WHAT IS ASKED -
1. Answer these questions about the thread on printing labels:
(a) Which shirts does the poster want to label?
(b) Which Brother printer does the poster list?
(c) On which two factors does the poster want the best solution judged?
2. Write out the thread on printing labels starting at "Or get Avery" and ending at "(Jan 19, 2009)", swapping "myself" for "by hand".

# printing tags/labels



## HPSC (Apr 8, 2010)

Hello all,

Im new to this forum. Im looking for the right solution to printing tagless labels or using heat transfer paper with a iron for my hanes 50/50 5170 white t-shirts.

I currently use the following printers
1. HP PSC 1610
2. HP Laserjet 3015
3. HP Laserjet 4050
4. HP Deskjet 6540
5. Brother MFC 5440 CN

Im looking to either buy Avery-Dennison heat transfer tags, and iron it on. Heat Transfer Labels

Or get Avery Heat transfer paper at a local staples or wallmart and print the label small and iron it on myself


What do you all think is the best solution in printing the inside labels for cost and quality?


----------



## HRClothes (Jan 19, 2009)

HPSC said:


> Hello all,
> 
> Im new to this forum. Im looking for the right solution to printing tagless labels or using heat transfer paper with a iron for my hanes 50/50 5170 white t-shirts.

GIVEN MATERIAL -

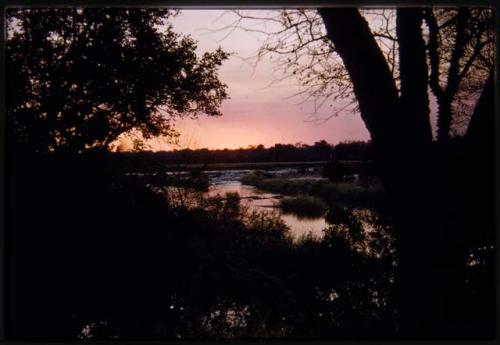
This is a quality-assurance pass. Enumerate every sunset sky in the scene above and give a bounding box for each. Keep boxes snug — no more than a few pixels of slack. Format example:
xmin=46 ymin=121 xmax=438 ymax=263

ANSWERS BY TASK -
1.
(a) Hanes 50/50 5170 white t-shirts
(b) The Brother MFC 5440 CN
(c) Cost and quality

2.
Or get Avery Heat transfer paper at a local staples or wallmart and print the label small and iron it on by hand


What do you all think is the best solution in printing the inside labels for cost and quality?


----------



## HRClothes (Jan 19, 2009)